[Opening Provided information section]
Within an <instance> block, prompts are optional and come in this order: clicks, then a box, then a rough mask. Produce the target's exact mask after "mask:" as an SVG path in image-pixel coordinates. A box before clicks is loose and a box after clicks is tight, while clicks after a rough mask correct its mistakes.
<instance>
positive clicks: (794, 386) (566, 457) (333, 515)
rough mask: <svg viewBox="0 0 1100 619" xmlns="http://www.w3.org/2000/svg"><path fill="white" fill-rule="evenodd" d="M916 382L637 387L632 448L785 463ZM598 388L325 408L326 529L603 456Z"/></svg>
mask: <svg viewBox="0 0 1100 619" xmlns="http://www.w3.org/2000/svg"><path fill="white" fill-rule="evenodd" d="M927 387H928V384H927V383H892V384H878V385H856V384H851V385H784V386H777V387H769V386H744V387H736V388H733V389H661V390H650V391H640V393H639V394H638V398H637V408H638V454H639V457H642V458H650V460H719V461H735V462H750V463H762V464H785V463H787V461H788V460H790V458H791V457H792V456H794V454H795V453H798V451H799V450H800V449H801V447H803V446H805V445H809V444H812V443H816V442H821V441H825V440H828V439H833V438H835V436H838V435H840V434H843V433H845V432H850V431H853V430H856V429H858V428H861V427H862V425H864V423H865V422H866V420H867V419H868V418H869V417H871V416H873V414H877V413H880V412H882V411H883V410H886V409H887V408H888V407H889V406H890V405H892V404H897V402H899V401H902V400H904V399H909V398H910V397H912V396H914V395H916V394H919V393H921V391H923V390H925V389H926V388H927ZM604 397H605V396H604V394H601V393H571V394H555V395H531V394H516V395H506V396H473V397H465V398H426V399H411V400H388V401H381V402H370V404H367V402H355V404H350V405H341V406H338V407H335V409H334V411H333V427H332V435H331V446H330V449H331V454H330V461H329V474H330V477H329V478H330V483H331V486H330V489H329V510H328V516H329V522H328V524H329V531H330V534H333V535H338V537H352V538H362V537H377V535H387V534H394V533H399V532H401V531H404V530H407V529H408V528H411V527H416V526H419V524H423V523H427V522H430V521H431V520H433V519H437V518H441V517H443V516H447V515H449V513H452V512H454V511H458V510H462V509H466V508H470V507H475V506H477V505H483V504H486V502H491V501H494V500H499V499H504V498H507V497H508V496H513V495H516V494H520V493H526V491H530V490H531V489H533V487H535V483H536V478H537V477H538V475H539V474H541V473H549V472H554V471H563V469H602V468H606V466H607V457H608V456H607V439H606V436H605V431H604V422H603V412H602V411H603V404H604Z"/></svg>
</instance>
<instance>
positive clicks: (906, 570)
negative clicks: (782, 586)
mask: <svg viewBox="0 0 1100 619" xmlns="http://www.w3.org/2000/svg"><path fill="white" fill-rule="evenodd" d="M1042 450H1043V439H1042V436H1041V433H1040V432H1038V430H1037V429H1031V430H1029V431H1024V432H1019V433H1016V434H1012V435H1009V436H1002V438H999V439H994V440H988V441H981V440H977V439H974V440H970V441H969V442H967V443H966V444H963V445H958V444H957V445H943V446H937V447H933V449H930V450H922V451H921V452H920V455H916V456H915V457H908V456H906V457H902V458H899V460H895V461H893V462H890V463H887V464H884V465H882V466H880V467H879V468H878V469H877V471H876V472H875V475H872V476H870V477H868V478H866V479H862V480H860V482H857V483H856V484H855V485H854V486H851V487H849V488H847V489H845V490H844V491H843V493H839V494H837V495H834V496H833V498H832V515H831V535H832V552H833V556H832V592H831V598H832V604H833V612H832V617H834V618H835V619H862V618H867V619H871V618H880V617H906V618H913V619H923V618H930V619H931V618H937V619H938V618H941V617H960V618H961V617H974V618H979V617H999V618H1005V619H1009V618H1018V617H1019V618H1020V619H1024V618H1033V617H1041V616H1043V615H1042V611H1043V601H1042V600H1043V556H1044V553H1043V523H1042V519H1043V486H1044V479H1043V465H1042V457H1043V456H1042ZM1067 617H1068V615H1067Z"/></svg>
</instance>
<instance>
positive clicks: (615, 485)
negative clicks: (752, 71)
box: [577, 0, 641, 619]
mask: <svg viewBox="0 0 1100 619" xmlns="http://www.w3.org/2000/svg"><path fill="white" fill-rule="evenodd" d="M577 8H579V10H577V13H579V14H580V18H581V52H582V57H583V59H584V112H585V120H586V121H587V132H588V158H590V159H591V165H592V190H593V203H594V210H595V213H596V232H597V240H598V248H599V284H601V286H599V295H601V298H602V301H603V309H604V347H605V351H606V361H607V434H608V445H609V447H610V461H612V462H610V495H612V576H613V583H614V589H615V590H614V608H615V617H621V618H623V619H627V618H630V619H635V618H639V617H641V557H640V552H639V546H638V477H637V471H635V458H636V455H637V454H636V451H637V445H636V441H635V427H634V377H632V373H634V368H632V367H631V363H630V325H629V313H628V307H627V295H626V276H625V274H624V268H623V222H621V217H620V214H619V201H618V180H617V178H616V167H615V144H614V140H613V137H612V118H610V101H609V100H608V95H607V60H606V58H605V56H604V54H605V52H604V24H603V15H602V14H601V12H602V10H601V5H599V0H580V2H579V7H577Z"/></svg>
[Closing Provided information section]
[Opening Provided information section]
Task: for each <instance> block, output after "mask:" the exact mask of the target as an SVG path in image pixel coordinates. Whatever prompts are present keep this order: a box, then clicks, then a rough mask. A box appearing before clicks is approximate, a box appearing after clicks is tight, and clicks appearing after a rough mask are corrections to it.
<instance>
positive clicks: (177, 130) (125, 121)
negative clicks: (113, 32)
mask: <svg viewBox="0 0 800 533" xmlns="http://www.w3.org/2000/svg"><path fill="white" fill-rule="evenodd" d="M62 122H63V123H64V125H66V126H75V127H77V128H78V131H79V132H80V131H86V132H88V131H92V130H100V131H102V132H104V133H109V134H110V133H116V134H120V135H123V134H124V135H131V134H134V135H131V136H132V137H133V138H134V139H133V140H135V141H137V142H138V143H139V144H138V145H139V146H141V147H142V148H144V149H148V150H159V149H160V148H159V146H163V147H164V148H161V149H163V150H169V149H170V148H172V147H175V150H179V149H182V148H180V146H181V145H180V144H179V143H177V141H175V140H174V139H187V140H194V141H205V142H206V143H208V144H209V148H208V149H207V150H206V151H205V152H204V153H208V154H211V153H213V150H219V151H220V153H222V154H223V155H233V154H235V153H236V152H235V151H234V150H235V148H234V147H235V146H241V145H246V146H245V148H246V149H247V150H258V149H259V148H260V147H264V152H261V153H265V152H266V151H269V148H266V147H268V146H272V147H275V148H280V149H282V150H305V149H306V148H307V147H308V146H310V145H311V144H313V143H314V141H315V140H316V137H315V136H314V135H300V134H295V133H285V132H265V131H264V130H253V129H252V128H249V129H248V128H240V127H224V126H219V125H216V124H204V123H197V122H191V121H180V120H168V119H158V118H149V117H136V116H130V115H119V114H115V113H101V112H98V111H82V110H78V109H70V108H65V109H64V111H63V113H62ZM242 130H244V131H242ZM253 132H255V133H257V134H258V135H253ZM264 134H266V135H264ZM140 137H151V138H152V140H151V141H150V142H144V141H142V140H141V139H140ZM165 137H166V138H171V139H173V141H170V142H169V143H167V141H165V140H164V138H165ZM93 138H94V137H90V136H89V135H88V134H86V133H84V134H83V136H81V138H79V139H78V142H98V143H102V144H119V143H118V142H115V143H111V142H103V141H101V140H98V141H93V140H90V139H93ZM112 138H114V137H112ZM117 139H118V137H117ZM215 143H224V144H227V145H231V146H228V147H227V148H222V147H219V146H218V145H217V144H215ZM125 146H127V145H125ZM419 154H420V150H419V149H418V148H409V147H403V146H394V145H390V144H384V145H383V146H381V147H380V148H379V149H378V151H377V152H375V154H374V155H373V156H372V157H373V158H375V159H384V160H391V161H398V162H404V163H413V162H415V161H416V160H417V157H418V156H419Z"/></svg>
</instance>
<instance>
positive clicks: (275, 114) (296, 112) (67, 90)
[Closing Provided information section]
* **Exercise description**
Copy out verbatim the lines starting with the line containing "Task: for each" and ending with the line containing "negative clicks: (113, 32)", both included.

* **Output**
Task: for each <instance> block, output after "mask:" the exact mask of the target as an SVG path in image pixel coordinates. Whatever prompts are present keep this order: a box, then clicks, then a rough mask. A box appearing before clicks is approximate, a box appearing after clicks is tight, and clicks appearing after a rough mask are corrections to it.
<instance>
positive clicks: (177, 130) (125, 121)
negative clicks: (113, 32)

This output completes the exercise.